Requirements
Extract each of the records below and reproduce every line word for word, with nothing changed.

# # #

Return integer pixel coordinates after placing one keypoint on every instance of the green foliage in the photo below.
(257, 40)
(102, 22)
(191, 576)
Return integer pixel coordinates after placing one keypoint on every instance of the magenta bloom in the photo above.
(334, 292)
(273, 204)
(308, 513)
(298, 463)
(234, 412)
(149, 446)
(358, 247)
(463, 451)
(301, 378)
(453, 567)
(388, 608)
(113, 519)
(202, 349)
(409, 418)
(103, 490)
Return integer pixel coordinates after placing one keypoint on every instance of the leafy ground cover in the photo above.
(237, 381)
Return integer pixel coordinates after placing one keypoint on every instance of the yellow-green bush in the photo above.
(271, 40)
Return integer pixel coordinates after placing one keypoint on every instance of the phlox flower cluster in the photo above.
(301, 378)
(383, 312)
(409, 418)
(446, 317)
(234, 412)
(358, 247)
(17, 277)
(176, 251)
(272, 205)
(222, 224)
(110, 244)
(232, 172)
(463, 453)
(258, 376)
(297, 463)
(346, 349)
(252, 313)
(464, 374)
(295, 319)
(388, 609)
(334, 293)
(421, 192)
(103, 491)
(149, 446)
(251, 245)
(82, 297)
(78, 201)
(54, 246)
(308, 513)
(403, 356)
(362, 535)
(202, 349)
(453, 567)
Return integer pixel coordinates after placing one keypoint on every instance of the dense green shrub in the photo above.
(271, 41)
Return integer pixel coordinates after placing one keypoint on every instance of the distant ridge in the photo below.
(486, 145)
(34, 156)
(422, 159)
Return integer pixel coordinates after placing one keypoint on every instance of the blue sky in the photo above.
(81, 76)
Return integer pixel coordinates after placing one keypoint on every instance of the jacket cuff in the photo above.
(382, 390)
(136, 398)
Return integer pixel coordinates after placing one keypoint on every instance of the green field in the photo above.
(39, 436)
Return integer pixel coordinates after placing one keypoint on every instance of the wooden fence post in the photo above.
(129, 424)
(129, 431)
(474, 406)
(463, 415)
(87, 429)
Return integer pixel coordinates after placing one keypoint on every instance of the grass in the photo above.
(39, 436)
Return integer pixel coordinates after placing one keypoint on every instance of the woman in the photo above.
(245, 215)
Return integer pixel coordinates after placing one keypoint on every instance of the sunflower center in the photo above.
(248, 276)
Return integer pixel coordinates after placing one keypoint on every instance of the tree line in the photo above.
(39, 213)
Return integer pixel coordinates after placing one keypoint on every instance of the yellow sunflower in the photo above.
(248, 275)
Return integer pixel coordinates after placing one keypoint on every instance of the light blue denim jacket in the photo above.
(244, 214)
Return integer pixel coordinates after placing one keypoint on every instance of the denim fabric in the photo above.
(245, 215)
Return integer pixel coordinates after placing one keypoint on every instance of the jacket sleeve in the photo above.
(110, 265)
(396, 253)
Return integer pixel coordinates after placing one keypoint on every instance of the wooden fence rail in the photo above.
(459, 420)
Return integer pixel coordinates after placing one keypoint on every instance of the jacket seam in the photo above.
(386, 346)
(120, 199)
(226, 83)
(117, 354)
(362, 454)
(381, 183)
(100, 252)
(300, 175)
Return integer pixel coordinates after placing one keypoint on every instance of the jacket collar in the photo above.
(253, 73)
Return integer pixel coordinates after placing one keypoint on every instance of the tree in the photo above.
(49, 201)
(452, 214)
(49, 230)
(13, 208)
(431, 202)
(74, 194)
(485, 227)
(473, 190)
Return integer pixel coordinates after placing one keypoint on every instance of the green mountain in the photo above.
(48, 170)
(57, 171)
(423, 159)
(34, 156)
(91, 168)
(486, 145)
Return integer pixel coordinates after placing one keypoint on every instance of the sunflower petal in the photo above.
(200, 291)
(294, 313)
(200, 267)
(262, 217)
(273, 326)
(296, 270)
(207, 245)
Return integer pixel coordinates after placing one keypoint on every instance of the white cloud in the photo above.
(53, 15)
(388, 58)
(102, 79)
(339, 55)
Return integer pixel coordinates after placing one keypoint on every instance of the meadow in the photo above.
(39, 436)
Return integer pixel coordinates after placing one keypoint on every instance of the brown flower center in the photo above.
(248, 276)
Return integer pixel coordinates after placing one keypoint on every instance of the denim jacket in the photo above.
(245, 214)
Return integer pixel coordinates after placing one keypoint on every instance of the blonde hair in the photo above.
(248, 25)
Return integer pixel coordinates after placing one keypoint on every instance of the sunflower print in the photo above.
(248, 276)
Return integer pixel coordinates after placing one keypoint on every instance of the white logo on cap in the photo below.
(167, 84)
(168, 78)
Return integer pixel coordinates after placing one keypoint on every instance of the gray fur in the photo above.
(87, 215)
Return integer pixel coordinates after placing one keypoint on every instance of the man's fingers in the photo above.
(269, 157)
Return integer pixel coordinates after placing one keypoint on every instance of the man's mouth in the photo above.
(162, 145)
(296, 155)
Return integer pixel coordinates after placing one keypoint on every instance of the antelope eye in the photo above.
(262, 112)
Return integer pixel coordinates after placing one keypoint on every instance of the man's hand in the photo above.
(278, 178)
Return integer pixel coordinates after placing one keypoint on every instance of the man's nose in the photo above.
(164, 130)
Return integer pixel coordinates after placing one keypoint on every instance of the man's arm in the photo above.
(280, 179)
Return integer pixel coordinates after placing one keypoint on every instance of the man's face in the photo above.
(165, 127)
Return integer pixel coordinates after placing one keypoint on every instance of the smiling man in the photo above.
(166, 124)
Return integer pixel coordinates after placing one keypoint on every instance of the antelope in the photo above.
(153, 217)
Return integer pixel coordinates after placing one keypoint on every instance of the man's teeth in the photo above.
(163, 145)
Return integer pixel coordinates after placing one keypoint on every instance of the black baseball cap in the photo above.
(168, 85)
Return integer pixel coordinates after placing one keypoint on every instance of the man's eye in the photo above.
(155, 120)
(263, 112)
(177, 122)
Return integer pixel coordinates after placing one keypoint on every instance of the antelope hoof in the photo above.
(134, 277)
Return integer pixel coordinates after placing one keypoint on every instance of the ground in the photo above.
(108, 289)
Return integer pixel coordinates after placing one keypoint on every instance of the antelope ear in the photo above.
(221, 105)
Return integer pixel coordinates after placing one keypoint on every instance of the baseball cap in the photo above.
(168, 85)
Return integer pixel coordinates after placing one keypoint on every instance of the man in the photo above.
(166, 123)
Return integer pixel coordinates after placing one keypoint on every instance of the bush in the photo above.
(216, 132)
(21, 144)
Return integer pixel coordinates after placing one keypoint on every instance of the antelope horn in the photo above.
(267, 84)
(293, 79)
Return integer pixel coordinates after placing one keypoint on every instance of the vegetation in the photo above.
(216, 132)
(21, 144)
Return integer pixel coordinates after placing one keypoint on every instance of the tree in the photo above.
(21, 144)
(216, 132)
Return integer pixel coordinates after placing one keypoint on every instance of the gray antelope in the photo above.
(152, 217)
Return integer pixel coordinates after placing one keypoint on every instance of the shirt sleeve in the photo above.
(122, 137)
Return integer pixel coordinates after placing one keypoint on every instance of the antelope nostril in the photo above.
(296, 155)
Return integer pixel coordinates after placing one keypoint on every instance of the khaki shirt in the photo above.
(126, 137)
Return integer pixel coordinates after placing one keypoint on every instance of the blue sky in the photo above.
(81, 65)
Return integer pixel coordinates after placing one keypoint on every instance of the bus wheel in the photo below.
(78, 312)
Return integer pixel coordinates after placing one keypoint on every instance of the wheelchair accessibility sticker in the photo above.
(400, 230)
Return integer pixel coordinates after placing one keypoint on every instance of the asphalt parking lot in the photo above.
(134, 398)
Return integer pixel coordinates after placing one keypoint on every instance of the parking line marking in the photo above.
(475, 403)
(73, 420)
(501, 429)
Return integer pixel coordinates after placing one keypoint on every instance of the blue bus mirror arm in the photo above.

# # #

The completed task
Return integer pixel coordinates after placing one keypoint on every instance of the green foliage in the photo below.
(257, 40)
(102, 22)
(191, 576)
Return integer pixel coordinates after placing one keypoint on every instance of the magenta bloom in the photo above.
(334, 292)
(273, 204)
(308, 513)
(298, 463)
(234, 412)
(149, 446)
(358, 247)
(463, 451)
(301, 378)
(453, 567)
(388, 608)
(113, 519)
(202, 349)
(409, 418)
(103, 490)
Return integer pixel coordinates after placing one keypoint on every instance of the leafy ground cover in the photo above.
(237, 381)
Return integer pixel coordinates after placing one keypoint on every instance of the yellow-green bush in the photo above.
(271, 40)
Return integer pixel coordinates after placing one keypoint on every instance of the phlox flower cluster in the photo above.
(301, 378)
(383, 312)
(409, 418)
(446, 317)
(234, 412)
(358, 247)
(17, 277)
(176, 251)
(272, 205)
(222, 224)
(110, 244)
(232, 172)
(463, 453)
(258, 376)
(297, 463)
(346, 349)
(252, 313)
(464, 374)
(295, 319)
(388, 609)
(334, 293)
(421, 192)
(103, 491)
(149, 446)
(251, 245)
(82, 297)
(78, 201)
(54, 246)
(308, 513)
(403, 356)
(362, 535)
(202, 349)
(453, 567)
Return integer pixel coordinates after placing one keypoint on every instance of the dense green shrub in the photo above.
(271, 41)
Return integer pixel coordinates after placing one keypoint on every instance of the distant ridge in the photo below.
(486, 145)
(34, 156)
(422, 159)
Return integer pixel coordinates after placing one keypoint on every instance of the blue sky in the photo above.
(81, 76)
Return integer pixel coordinates after placing one keypoint on every instance of the jacket cuff in the photo above.
(382, 390)
(136, 398)
Return integer pixel coordinates after placing one keypoint on every instance of the green field in the photo above.
(39, 436)
Return integer pixel coordinates after placing one keypoint on every instance of the wooden fence post in the photo above.
(129, 424)
(129, 431)
(474, 406)
(463, 415)
(87, 429)
Return integer pixel coordinates after placing one keypoint on every instance of the grass in the photo above.
(39, 436)
Return integer pixel coordinates after placing one keypoint on every instance of the woman in the photo above.
(245, 215)
Return integer pixel coordinates after placing one keypoint on every instance of the sunflower center in the photo above.
(248, 276)
Return integer pixel coordinates after placing one keypoint on every instance of the tree line in the photo above.
(39, 213)
Return integer pixel coordinates after placing one keypoint on every instance of the yellow sunflower in the photo above.
(248, 275)
Return integer pixel coordinates after placing one keypoint on every instance of the light blue denim jacket in the photo above.
(244, 214)
Return integer pixel coordinates after placing one keypoint on every instance of the denim fabric in the photo above.
(245, 215)
Return integer pixel coordinates after placing one keypoint on every instance of the jacket sleeve in the photo above.
(110, 265)
(396, 253)
Return integer pixel coordinates after placing one keypoint on every instance of the wooden fence rail in the photo above.
(459, 420)
Return integer pixel coordinates after placing one keypoint on every instance of the jacket seam in the photo above.
(386, 346)
(120, 199)
(226, 83)
(117, 354)
(362, 454)
(381, 183)
(100, 252)
(300, 175)
Return integer pixel coordinates after placing one keypoint on every instance of the jacket collar in the photo above.
(253, 73)
Return integer pixel coordinates after placing one keypoint on every instance of the tree in the photo above.
(49, 201)
(452, 214)
(49, 230)
(13, 208)
(431, 202)
(74, 194)
(485, 227)
(473, 190)
Return integer pixel coordinates after placing one keypoint on every instance of the green mountain in the photo above.
(48, 170)
(57, 171)
(423, 159)
(34, 156)
(91, 168)
(486, 145)
Return integer pixel coordinates after placing one keypoint on every instance of the sunflower petal in the photo above.
(200, 291)
(294, 313)
(200, 267)
(262, 217)
(273, 326)
(296, 270)
(207, 245)
Return integer pixel coordinates after placing one keypoint on every instance of the white cloud in the photo above.
(53, 15)
(388, 58)
(102, 79)
(339, 55)
Return integer pixel coordinates after placing one keypoint on every instance of the meadow in the photo above.
(39, 436)
Return integer pixel coordinates after placing one keypoint on every instance of the brown flower center in the photo above.
(248, 276)
Return integer pixel coordinates after placing one keypoint on every instance of the denim jacket in the photo above.
(245, 214)
Return integer pixel coordinates after placing one keypoint on every instance of the blonde hair in the photo above.
(248, 25)
Return integer pixel coordinates after placing one keypoint on every instance of the sunflower print in the photo above.
(248, 276)
Return integer pixel coordinates after placing one keypoint on every instance of the white logo on cap in the photo below.
(167, 84)
(168, 78)
Return integer pixel coordinates after placing one keypoint on every instance of the gray fur in the photo above.
(87, 215)
Return integer pixel coordinates after placing one keypoint on every instance of the man's fingers in the photo above.
(269, 157)
Return integer pixel coordinates after placing one keypoint on every instance of the man's mouth in the photo above.
(162, 145)
(296, 155)
Return integer pixel coordinates after placing one keypoint on every instance of the antelope eye in the photo above.
(262, 112)
Return integer pixel coordinates after placing one keypoint on every instance of the man's hand in the photo above.
(278, 178)
Return integer pixel coordinates after placing one keypoint on every instance of the man's nose in the photo above.
(164, 130)
Return integer pixel coordinates after placing one keypoint on every instance of the man's arm in the photo above.
(280, 179)
Return integer pixel coordinates after placing one keypoint on every instance of the man's face in the photo above.
(165, 127)
Return integer pixel coordinates after placing one keypoint on every instance of the smiling man in the photo above.
(166, 124)
Return integer pixel coordinates after placing one keypoint on every instance of the antelope in the photo above.
(153, 217)
Return integer pixel coordinates after placing one keypoint on every instance of the man's teeth in the photo above.
(163, 145)
Return integer pixel coordinates after placing one keypoint on every instance of the black baseball cap in the photo above.
(168, 85)
Return integer pixel coordinates after placing one keypoint on every instance of the man's eye in the photo above.
(155, 120)
(263, 112)
(177, 122)
Return integer pixel coordinates after placing one keypoint on every instance of the antelope hoof in the photo above.
(134, 277)
Return integer pixel coordinates after placing one keypoint on every instance of the ground in the photo above.
(108, 289)
Return integer pixel coordinates after placing one keypoint on every instance of the antelope ear in the photo above.
(221, 105)
Return integer pixel coordinates after placing one keypoint on every instance of the baseball cap in the photo above.
(168, 85)
Return integer pixel coordinates after placing one keypoint on every instance of the man in the photo above.
(166, 123)
Return integer pixel coordinates after placing one keypoint on every instance of the bush in the photo above.
(216, 132)
(21, 144)
Return integer pixel coordinates after placing one keypoint on every instance of the antelope horn in the photo above.
(267, 84)
(293, 79)
Return integer pixel coordinates after placing one keypoint on every instance of the vegetation in the photo above.
(216, 132)
(21, 144)
Return integer pixel coordinates after placing one keypoint on every instance of the tree in the photo above.
(21, 144)
(216, 132)
Return integer pixel coordinates after placing one keypoint on every instance of the gray antelope in the photo above.
(152, 217)
Return integer pixel coordinates after placing one keypoint on every instance of the shirt sleeve in the photo above.
(122, 137)
Return integer pixel coordinates after placing one keypoint on every instance of the antelope nostril in the photo above.
(296, 155)
Return integer pixel coordinates after placing one keypoint on every instance of the khaki shirt in the photo above.
(126, 137)
Return integer pixel coordinates after placing one keypoint on every instance of the blue sky in the photo above.
(81, 65)
Return integer pixel coordinates after placing one keypoint on every instance of the bus wheel in the photo below.
(78, 312)
Return integer pixel coordinates after placing one keypoint on every instance of the wheelchair accessibility sticker in the photo above.
(400, 230)
Return integer pixel coordinates after placing one keypoint on every instance of the asphalt parking lot in the photo above.
(134, 398)
Return integer pixel coordinates after placing one keypoint on every instance of the parking line marking in the photo above.
(475, 403)
(73, 420)
(501, 429)
Return integer pixel coordinates after placing one keypoint on every instance of the blue bus mirror arm in the photo above.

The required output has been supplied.